----- GIVEN ENTRIES
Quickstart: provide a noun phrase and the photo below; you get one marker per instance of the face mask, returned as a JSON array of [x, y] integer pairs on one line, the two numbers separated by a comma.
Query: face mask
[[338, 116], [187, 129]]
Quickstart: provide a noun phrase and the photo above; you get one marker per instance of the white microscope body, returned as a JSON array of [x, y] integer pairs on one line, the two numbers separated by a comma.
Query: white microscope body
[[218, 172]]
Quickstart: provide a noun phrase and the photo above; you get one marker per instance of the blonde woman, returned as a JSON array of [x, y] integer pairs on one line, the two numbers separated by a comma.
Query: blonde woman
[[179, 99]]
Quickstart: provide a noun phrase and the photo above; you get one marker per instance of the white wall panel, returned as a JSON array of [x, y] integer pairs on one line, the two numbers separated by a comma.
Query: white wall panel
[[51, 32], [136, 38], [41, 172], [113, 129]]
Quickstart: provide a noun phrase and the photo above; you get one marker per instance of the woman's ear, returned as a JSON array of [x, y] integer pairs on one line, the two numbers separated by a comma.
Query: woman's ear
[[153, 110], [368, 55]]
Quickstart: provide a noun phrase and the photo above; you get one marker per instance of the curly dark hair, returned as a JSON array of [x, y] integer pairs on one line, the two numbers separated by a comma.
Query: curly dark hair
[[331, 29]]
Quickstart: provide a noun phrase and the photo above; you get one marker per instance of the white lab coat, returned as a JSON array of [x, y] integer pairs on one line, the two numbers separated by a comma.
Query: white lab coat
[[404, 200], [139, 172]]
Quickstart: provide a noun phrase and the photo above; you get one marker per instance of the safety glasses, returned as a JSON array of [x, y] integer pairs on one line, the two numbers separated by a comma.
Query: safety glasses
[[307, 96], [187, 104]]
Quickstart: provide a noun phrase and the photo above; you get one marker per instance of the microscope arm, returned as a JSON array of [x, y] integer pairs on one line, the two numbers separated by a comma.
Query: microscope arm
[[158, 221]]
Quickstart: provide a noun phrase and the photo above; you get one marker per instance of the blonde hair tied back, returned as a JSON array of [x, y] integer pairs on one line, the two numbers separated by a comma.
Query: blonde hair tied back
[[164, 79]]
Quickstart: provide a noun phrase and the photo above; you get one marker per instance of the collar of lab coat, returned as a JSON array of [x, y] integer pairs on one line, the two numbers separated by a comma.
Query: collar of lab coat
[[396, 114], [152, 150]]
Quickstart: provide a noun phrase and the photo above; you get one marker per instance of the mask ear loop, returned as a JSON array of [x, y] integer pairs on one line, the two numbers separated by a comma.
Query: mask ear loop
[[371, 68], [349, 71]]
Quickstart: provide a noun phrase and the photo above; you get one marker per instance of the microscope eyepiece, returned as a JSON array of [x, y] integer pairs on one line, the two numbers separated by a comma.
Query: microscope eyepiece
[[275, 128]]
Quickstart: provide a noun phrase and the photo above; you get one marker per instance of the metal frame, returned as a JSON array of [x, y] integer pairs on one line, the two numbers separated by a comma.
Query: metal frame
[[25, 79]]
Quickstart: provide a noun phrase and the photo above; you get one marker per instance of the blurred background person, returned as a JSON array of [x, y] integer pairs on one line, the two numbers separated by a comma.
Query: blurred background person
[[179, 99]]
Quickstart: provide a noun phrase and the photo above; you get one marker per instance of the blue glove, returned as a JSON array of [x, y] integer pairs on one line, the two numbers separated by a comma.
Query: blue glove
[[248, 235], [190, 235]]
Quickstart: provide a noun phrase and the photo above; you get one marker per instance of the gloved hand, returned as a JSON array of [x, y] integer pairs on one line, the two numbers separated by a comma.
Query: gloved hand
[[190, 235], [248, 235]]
----------
[TASK]:
Reproduce all of the items above verbatim, leaving every line unchanged.

[SOLVED EXERCISE]:
Quickstart: provide a noun phrase and the photo below; you get one marker per instance of the face mask, returned as a JSON array of [x, y] integer pairs on one line, the two numbers separated by a comma.
Query: face mask
[[338, 116], [187, 129]]
Quickstart: provide a noun phrase and the photo above; you get one marker per instance of the white microscope body, returned as a JSON array of [x, y] integer pairs on one line, the two numbers separated by a comma.
Query: white microscope body
[[218, 172]]
Quickstart: provide a noun phrase and the photo above; you get one marker per instance of the blonde woman, returned as a JSON array of [x, y] integer pairs on one line, the two numbers separated by a comma.
Query: blonde woman
[[179, 99]]
Quickstart: provide a noun phrase and the photo above; you get one marker per instance of the white wall panel, returned as a JSON array of [x, y] integer pairs on one line, the two numbers separated by a comma.
Query: white wall panel
[[51, 32], [136, 38], [41, 172], [113, 129]]
Quickstart: provide a noun phrase and the photo above; you get one marker per instance of the woman's ear, returned as a JSON array of [x, y] integer pairs on one line, the two numbers separated by a comma.
Query: woman's ear
[[153, 110], [368, 55]]
Quickstart: provide a noun phrase and the photo above; you get one marker per instance of the curly dark hair, returned as a JSON array of [x, y] integer pairs on one line, the two numbers separated by a comma.
Query: curly dark hair
[[331, 29]]
Quickstart: provide a noun phrase and the photo above; you get one marker per instance of the white lab coat, returned as a JSON array of [x, y] integer pairs on one line, the two numbers separated by a comma.
Query: white lab coat
[[404, 200], [139, 172]]
Quickstart: provide a noun phrase and the photo above; you get one marker per instance of the safety glasses, returned as a JSON array of [x, y] integer pairs on one line, the two numbers separated by a comma.
Query: safety glasses
[[307, 96], [187, 104]]
Quickstart: provide a noun phrase and the photo above; you get one marker per instance of the microscope arm, returned as a JSON array of [x, y] integer pairs on one line, the two numbers separated by a comma.
Query: microscope arm
[[158, 221]]
Quickstart: provide a noun phrase and the photo above; you get one marker per instance of the blonde hair tied back, returned as a JSON array of [x, y] integer pairs on one line, the two numbers separated by a comma.
Query: blonde hair tied back
[[164, 79]]
Quickstart: provide a noun phrase and the photo above; you get one marker per instance of the collar of lab coat, returned as a JSON array of [x, y] integer pairs on one line, the two numbers separated by a comma.
Query: collar of lab coat
[[396, 114], [152, 150]]
Quickstart: provide a noun phrase and the photo above; you get one marker per instance of the mask ear loop, returned as a JSON array of [x, y] integer pairs on one line, the two numbers separated by a comma.
Query: mask ear loop
[[371, 68], [349, 71]]
Quickstart: provide a noun phrase and the photo above; you get one marker per instance of the microscope eyepiece, returned as a JSON array of [x, y] integer pairs on one line, the two numbers separated by a comma.
Query: microscope eyepiece
[[275, 128]]
Quickstart: provide a noun phrase and the photo above; you get one marker per instance of the metal frame, returned as a JSON array of [x, y] integer pairs on one line, the two numbers separated by a comma.
Query: metal frame
[[25, 79]]
Quickstart: provide a noun phrase and the photo above; you get one marker per instance of the blurred background person, returned as a JSON array of [x, y] integer pairs on one line, the two numbers separated by a comma.
Query: blurred background person
[[179, 99]]
Quickstart: provide a noun phrase and the photo above; you get one marker per instance of the blue glove, returned as a JSON array of [x, y] integer pairs on one line, the two numbers separated by a comma.
Query: blue glove
[[248, 235], [190, 235]]
Quickstart: provide a noun phrase and the photo above; you get one marker per instance of the gloved hand, returned as a JSON array of [x, y] integer pairs on one line, the two numbers separated by a comma.
Query: gloved hand
[[190, 235], [248, 235]]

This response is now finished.